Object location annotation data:
· · ·
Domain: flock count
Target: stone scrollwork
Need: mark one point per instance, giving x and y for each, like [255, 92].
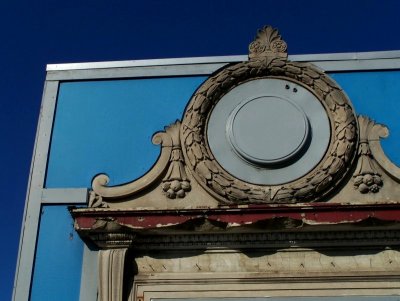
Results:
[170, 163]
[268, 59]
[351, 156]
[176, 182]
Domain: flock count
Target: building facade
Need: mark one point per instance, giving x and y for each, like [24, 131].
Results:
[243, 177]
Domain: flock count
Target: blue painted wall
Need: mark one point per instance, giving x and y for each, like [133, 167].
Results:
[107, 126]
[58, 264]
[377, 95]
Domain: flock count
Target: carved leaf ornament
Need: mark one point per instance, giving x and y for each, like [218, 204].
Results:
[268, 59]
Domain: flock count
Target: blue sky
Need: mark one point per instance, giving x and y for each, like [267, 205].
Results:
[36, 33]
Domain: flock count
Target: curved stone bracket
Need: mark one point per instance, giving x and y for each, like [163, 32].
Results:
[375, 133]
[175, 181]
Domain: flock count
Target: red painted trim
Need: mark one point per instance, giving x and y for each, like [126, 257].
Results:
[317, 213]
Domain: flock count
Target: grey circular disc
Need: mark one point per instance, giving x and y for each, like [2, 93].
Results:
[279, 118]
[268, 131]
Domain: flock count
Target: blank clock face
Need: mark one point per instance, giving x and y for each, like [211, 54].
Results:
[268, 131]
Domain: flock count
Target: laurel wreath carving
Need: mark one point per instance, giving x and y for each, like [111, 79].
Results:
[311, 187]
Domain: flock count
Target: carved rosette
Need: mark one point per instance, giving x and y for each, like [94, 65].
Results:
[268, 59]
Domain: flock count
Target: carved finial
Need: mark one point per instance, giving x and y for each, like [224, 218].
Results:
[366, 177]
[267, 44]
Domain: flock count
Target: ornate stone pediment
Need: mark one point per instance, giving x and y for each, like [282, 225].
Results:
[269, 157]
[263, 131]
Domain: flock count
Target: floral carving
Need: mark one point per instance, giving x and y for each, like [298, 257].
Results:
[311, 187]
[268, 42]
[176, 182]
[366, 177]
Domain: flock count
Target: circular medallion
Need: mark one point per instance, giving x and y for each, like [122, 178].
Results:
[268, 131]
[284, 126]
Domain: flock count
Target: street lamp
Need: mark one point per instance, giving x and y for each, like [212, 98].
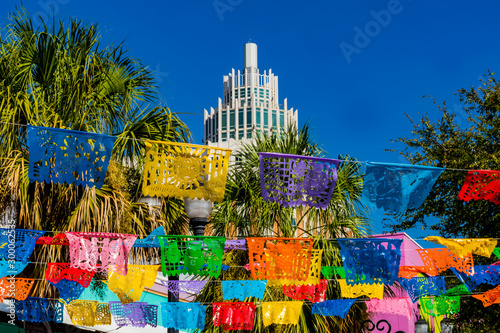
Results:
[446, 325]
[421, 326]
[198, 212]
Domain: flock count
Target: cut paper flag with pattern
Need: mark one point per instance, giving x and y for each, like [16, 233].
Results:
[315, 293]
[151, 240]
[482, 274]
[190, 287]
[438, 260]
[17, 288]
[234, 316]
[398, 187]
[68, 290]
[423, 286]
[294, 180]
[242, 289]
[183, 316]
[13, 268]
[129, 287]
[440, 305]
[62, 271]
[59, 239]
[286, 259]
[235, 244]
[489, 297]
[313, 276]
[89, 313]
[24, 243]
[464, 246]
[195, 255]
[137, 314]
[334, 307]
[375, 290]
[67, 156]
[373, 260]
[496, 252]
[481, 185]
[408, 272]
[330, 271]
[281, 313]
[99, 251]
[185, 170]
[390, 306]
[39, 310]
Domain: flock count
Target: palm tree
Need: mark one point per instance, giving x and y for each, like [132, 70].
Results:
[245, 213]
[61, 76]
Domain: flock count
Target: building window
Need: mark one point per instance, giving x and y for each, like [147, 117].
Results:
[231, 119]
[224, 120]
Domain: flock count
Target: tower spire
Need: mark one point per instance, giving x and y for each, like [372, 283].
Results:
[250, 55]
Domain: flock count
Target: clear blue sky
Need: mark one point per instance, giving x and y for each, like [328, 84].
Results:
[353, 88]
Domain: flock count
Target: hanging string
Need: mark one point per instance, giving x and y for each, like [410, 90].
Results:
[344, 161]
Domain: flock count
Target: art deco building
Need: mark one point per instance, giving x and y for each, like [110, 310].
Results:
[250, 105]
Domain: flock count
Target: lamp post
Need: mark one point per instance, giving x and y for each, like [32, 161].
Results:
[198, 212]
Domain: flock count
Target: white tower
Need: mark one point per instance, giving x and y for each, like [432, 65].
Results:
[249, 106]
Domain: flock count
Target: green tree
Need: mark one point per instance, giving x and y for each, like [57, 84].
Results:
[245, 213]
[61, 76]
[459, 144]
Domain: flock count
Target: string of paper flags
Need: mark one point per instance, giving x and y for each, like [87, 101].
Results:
· · ·
= Stated task =
Copy every entry word for word, but omit the pictures.

= Worked solution =
Domain: flock count
Target: stone scrollwork
Need: mark one point per instance, giving x and y for each, like [255, 92].
Results:
[170, 163]
[268, 59]
[351, 156]
[176, 182]
Domain: flock count
Target: building facade
Need: mark one point per instance, giving x and y for each, like [24, 131].
Results:
[243, 177]
Domain: flock count
Target: blue painted wall
Need: mark one point per instance, giving x and y for each, like [133, 167].
Results:
[107, 126]
[58, 264]
[377, 95]
Domain: flock count
Target: carved leaf ornament
Need: mark one point per instance, giving x and y for each, like [218, 204].
Results:
[268, 59]
Domain: flock count
Target: blue sky
Need: mark one point per instance, giving x and y for each, like [267, 205].
Results:
[36, 33]
Domain: flock count
Target: curved stone bracket
Need: mark one point per instance, giving x and y for each, like [163, 32].
Results:
[375, 133]
[175, 181]
Domain: flock count
Target: red painted trim
Need: mark one point per instance, giving x and y for each, like [126, 257].
Results:
[317, 213]
Domain: flock count
Target: grey circular disc
Need: mark one point per instance, giving x and y for each, like [2, 93].
Results:
[279, 118]
[268, 131]
Domain: flock count
Target: blank clock face
Need: mark one point per instance, giving x and y for each, like [211, 54].
Results:
[268, 131]
Domain: flock count
Target: laurel wreath carving
Need: mark one point per instance, giving x and y for each, like [111, 79].
Results:
[311, 187]
Domain: flock count
Target: carved rosette
Need: mark one point per instance, giving x and y for each, like [94, 65].
Results:
[268, 59]
Domain: flock count
Target: carved finial
Need: mark one point per instance, giving x and y for each, like [224, 218].
Results:
[366, 177]
[267, 44]
Domain: flock count
Target: ornate stone pediment
Need: mark one point per instance, giving x and y for each, like [282, 225].
Results:
[269, 157]
[263, 131]
Domain: flock count
Target: floral carving
Need: mark one point per instance, giving x and y for each, like [298, 257].
Results:
[311, 187]
[268, 42]
[176, 182]
[366, 177]
Domain: flock count
Target: circular medallion
Need: mark one point per instance, giving x and y for each, like [122, 178].
Results:
[268, 131]
[284, 126]
Domain: flock count
Target: street lamp
Need: mark one point per instance, giving x and y for each, like [212, 98].
Results:
[446, 325]
[421, 326]
[198, 212]
Domain: flock count
Target: cut paper flag with pattern
Need: mark one point per instance, giving x and y for each, like [16, 233].
Results:
[315, 293]
[151, 240]
[482, 274]
[190, 287]
[438, 260]
[17, 288]
[234, 316]
[398, 187]
[68, 290]
[423, 286]
[294, 180]
[242, 289]
[183, 316]
[13, 268]
[129, 287]
[440, 305]
[62, 271]
[59, 239]
[286, 259]
[235, 244]
[489, 297]
[313, 276]
[89, 313]
[24, 243]
[464, 246]
[195, 255]
[137, 314]
[334, 307]
[375, 290]
[67, 156]
[373, 260]
[496, 252]
[481, 185]
[408, 272]
[330, 271]
[281, 313]
[99, 251]
[185, 170]
[390, 306]
[39, 310]
Domain: flock count
Target: palm tree
Need: mark one point per instance, giving x and y for each, like [132, 70].
Results:
[245, 213]
[61, 76]
Domain: flock count
Target: building window
Need: mark one point per instance, giving x and y for each, like [147, 117].
Results:
[231, 119]
[224, 120]
Domain: flock count
Target: tower spire
Need: mark one point per instance, giving x and y for each, like [372, 283].
Results:
[250, 55]
Domain: flock count
Target: clear blue sky
Need: mark one point per instance, giving x and y for each, like [328, 84].
Results:
[353, 88]
Domain: flock count
Target: hanging string
Need: mark one point per instance, giving x and y for each, like [410, 90].
Results:
[344, 161]
Domain: flock count
Target: art deco building
Need: mark one point per instance, giving x and y for each, like [110, 310].
Results:
[250, 105]
Domain: flock count
Target: lamp post
Need: mark one point per instance, giving x and y for each, like [32, 161].
Results:
[198, 212]
Domain: flock count
Target: white tower
Need: mark one point per instance, giving x and y for each, like [432, 65].
Results:
[249, 106]
Domain: flock count
Target: green tree
Need: mark one point per instance, giving x and y for each, like [57, 84].
Results:
[245, 213]
[61, 76]
[459, 144]
Domain: flock count
Target: string of paper flags
Need: mark one point per instance, giving x and y for each, like [87, 101].
Results:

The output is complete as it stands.